=== Source text ===

Update: I moved this one down here because it's not an objection. It's an advantage of snapshots and a disadvantage of any other way.
Backups take too long to recover from
- I wanted to make the point that EMC sales reps try to make all the time: “If you reach for a backup, you’re dead. Any RTO is going to be too long to meet the recovery needs of your business.” They may be trying to sell BCVs, Timefinder, and more storage arrays, but their point is completely valid. The recovery needs of many applications are simply not meetable by traditional backups.
- But a snapshot-based system can meet any RTO (and all but the most aggressive RPO) requirements. Since a snapshot-based system keeps the data in its native format, you can simply switch to the replicated copy — no restore required. If you reach for a backup, you’re dead. And with a snapshot-based system, you never reach for a “backup” in the traditional sense.
So there you have it. I’ve thought about this quite a bit and I’m still in the camp that says that this is not only an acceptable method of backup and recovery, it’s actually a pretty dang good one. You never do “restores.” In many cases, you can just start using the “backup” immediately while your primary is being repaired. Your data is never put into any magical, proprietary format. There’s no backup catalog to worry about, back up, or recover in a DR scenario. And I can’t come up with any valid objection against it.
If anyone else thinks of any valid objections, I’ll be glad to add them to the list. But for now, consider me a fan.
Add comment
|
Comments
BEX backup jobs to the NetApp target are stored as SnapVault snapshots. On the recovery side, the data is viewed via the BEX console from a drive perspective, e.g. the D: drive of a server. The search function works across the full backup history of that drive. So, if I needed all versions of "File-x" across 100 existing backup jobs, I could search through all 100 snaps in a single operation (wildcards are supported). I could also target a specific date range to narrow the search, and/or a file size range.
Peter Eicher
Syncsort
I believe this combined solution provides many of those things you list that NetApp lacks.
Peter Eicher
Syncsort
Admittedly these snaps are not as "safe" as a third "real" copy elsewhere, but still they are there, just in case. Once you declare a DR, you do still need to protect the DR data that is now prod. Personally, I favor cascading SnapMirror or SnapVault to a 3rd filer, and/or backup to NDMP tapes from DR. Belt AND suspenders.
Just to stick with the post, however, the fourth copy could still be another "copy," not something on tape or in traditional backup format.
It's all about what you want to pay for.
You've put down some really good points to consider regarding whether or not snapshots can be used in place of traditional backups (preferably combined with replication) and how they compare/contrast to the role backup applications typically play. However, there was one point that you didn't discuss, in regards to overall backup architecture, and I was a little surprised to see it wasn't called out as a concern.
In the scenarios you've described, if the primary site goes offline for any reason and you move your operations to the DR site, you are now actively transacting on the array containing the only copy (or copies) of your critical data. You are also doing so in an inherently stressful situation that is prone to missteps. I've always viewed the complete lack of an independent copy of the data at the DR location as a serious flaw in a pure snapshot and replication architecture. I suppose you could have a fourth array deployed with a third replication copy (Primary copy@primary site, HA/BC replication copy@primary site, DR replication copy@DR site, and DoubleDR replication copy@DR site).

=== Source material ===
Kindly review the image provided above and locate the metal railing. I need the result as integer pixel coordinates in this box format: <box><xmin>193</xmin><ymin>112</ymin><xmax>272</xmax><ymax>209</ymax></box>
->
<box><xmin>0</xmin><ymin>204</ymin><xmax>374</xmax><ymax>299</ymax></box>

=== Stated goal A ===
Update the snapshot post starting at "Backups take too" and ending at "by traditional backups.", replacing "RTO" with "recovery time objective".
=== Stated goal B ===
Which companies are named in the snapshot post?
=== Stated goal C ===
Proceed with the snapshot post from the point where it stops.
The material comes from a different source than the snapshot post.

=== Final result A ===
Backups take too long to recover from
- I wanted to make the point that EMC sales reps try to make all the time: “If you reach for a backup, you’re dead. Any recovery time objective is going to be too long to meet the recovery needs of your business.” They may be trying to sell BCVs, Timefinder, and more storage arrays, but their point is completely valid. The recovery needs of many applications are simply not meetable by traditional backups.

=== Final result B ===
EMC, NetApp, Syncsort

=== Final result C ===
I'm curious to hear your stance on whether you feel this simply isn't a valid concern, was overlooked in the original points, or was simply outside the bounds of the original discussion.
Thanks.
Here's your blog entry:
storagezilla.typepad.com/storagezilla/2009/09/are-point-in-time-copies-backups.html
In comments in that post you say that PIT copies (aka snapshots) are NOT a replacement for backup -- even if they're replicated off the system. You said that they just "a fast and non-disruptive way of giving you an image to backup."
In a later comment in that same post, you also say not to use RecoverPoint for "months of retention," which is what I'm suggesting to do in this post.
Scott Waterhouse has argued this particular point very vehemently both publicly and privately. When discussing a customer's options in comments on this blog, he said that SnapMirror and SnapVault are "not backup."
http://thebackupblog.typepad.com/thebackupblog/2009/08/something-doesnt-add-up-and-never-will.html (link removed because the article has disappeared. See comment below.)
And he blogged about it in detail here:
http://thebackupblog.typepad.com/thebackupblog/2009/04/is-a-copy-a-backup.html (link removed because the article has disappeared. See comment below.)
And...
I was at a very large customer (I say very large only to tell you that the size of this company dictates that they get the best and brightest sales reps EMC had to offer) and they told the EMC sales reps that they wanted to do what I described in this post (90 days of snaps on one celerra replicated to another celerra) and they told the customer that this was the stupidest thing they've ever heard of. "Why?" They asked. "Because it would kill the performance of the Celerra?" "How much?" "We don't know, because no one does that, but I'd guess at least 50%."
As to the customer (@sharney) doing what I described in this blog, he has now explained that he has to snap both source and destination. If he's replicating application data, that's not a valid method of getting a good backup of it. You have to put the app in a backup mode, then snap it. How do you do that with a replica? This is another part of what I meant when I said "EMC can't do snapshots the way NetApp can."
In http://thebackupblog.typepad.com/thebackupblog/2009/08/something-doesnt-add-up-and-never-will.html he said:
Quote:And in
http://thebackupblog.typepad.com/thebackupblog/2009/04/is-a-copy-a-backup.html
he said this:
Quote:It seems pretty clear to me that the author of this post believes that backup has to change forms in order for it to be called a backup. By inference, this means that the system I described above does not meet his definition of a backup.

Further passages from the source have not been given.